Document passage:
☆ ☆ ☆
Figure 4 Framework of a one dimensional wavelet transform.
A wavelet
transform implemented in the fashion of Figure 4 is called convolutionary
implementation. We note that the signal is first convoluted with the filter
bank and then subsampled. In other words, only half the samples are kept, with the
other half of the filtered samples thrown away. Clearly this is not efficient,
and it would be better to do the subsampling before
the filtering operation. This leads to an alternative implementation of the
wavelet transform termed lifting approach.
It turns out that all FIR wavelet filters can be factored into lifting step. We
refer again to [8] for theoretical details. The default wavelet filters
used in the JPEG 2000 is the bi-orthogonal 9-7 wavelet. The lifting step
associated with the wavelet can be shown in Figure 5. The original data, …x0, x1, …, x8…,
are input from the right. Assuming that the original data are infinite in
length, to perform the wavelet transform, we first apply the first stage
lifting, which updates the odd index data point x1, x3, … as follows:
x’2n+1 = x2n+1
+ a * ( x2n + x2n+2 ), (2)

Figure 5
Single-scale one dimension wavelet lifting (bi-orthogonal 9-7 wavelet).
where a and x’2n+1 is the first stage lifting parameter and outcome, respectively. After all the odd index data points are calculated, we may perform the second stage lifting:
x”2n = x2n + b * ( x’2n-1
+ x’2n+1 ), (3)
where we refer the second stage lifting parameter and outcome as b and x”2n, respectively. The third and fourth stage lifting can be performed in similar fashions:
Hn = x’2n+1 + c * ( x”2n
+ x”2n+2 ), (4)
Ln = x”2n + d * ( Hn-1
+ Hn ). (5)
where Hn
and Ln
are the resultant high and low pass coefficients. The value of the lifting
parameters a, b, c and d are shown in
Figure 5.
With lifting wavelet, the transform can be easily inversed. Since the basic calculation of the lifting step in Figure 5 is:
Y = X + d * ( L + R ), (6)
the inverse can be easily derived as:
X = Y + (- d) * ( L + R ), (7)
Therefore, the inverse lifting of the 9-7 bi-orthogonal wavelet can be
derived in Figure 6.

Figure 6 Forward and inverse lifting (9-7 floating wavelet).
☆ ☆ ☆
Supplied information:
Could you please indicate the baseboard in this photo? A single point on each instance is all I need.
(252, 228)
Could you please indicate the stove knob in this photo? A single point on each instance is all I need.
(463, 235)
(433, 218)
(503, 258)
☆ ☆ ☆
Objective A: According to the wavelet transform passage above, which wavelet filter does JPEG 2000 use by default?
Objective B: Continue the wavelet transform passage above from its last line.

Exercise output A: The bi-orthogonal 9-7 wavelet.

Exercise output B:
Since the actual
data in an image transform is finite in length, boundary extension becomes a
crucial part of every wavelet decomposition scheme. For symmetrical odd-tap
filter (the bi-orthogonal 9-7 wavelet is in this category), symmetrical boundary
extension can be used. The data are symmetrically reflected along the boundary
points, with the boundary points themselves not involved in the reflection. An
example boundary extension with four data points x0, x1, x2 and x3 is shown in Figure 7. Because both the extended data and the lifting
structure are symmetrical, all the intermediate and final results of the
lifting are also symmetrical with regard to the boundary points. With such an
observation, we do not even need to actually extend the data. It is sufficient
to double the lifting parameters of the branches that are pointing toward the
boundary, as show in the middle of Figure 7. Thus, the boundary extension can be performed
without additional computational complexity. Using the principle shown in
equation (6) and (7), we may easily derive the inverse lifting structure,
as shown in the right of Figure 7. Note again that the parameters of branches that are
pointing toward the boundary points are doubled.

Figure 7 Symmetrical boundary extension of bi-orthogonal 9-7 wavelet.
4.3. Two-Dimensional Wavelet Transform

Figure
8 2D wavelet transform.
To apply wavelet
transform to a 2D array, such as an image, it is a common practice to apply the
wavelet transform in the horizontal and vertical direction separately. The
approach is called 2D-separable
wavelet transform. Although it is possible to design a 2D non-separable
wavelet, which directly uses the 2D filtering and subsampling
operation, the computational complexity is greatly increased, while the gain on
additional energy compaction is very limited. A sample one scale 2D-separate
wavelet transform is shown in Figure
8. The 2D data array of the image is first filtered in
the horizontal direction, which results in two subbands, - a horizontal low and
a horizontal high pass subband. Each subband then passes through a vertical
wavelet filter. The image is thus decomposed into four subbands, - subband LL
(low pass horizontal and vertical filter), LH (low pass vertical and high pass horizontal
filter), HL (high pass vertical and low pass horizontal filter) and HH (high
pass horizontal and vertical filter). Because the wavelet transform is a linear
transform, we may switch the order of the horizontal and vertical wavelet
filter, and still reach the same effect. A multi-scale dyadic wavelet pyramid shown in Figure 3 can be obtained by further decomposing the
subband LL with another 2D wavelet.

Figure 9 Line based lifting wavelet (bi-orthogonal 9-7 wavelet)
A trick in implementing
the 2D wavelet transform is line based lifting. To avoid buffering the entire
2D data array during the vertical wavelet lifting operation, it is possible to compute
the vertical low and high pass results one line at a time. The concept can be shown
in Figure 9, with each circle represents an entire line of image.
It is described below as:
Step 1.
Initialization phase 0.
Three lines of
coefficients x0, x1
and x2 are read in.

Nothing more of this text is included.